-- Begin THE RECORDS --

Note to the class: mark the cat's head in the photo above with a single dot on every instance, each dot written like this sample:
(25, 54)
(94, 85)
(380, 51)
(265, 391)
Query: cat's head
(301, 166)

-- End THE RECORDS --

▸ YOUR TASK: Copy every line of the material above, requests included. Scale each answer coordinate by 2.15 and round it to the nearest whole number, with halves rounding up, but leave the numbers in the requests and their format samples as they are.

▸ ANSWER BELOW:
Note to the class: mark the cat's head in the photo above with a single dot on every instance, each dot written like this sample:
(25, 54)
(94, 85)
(380, 51)
(265, 391)
Query: cat's head
(647, 357)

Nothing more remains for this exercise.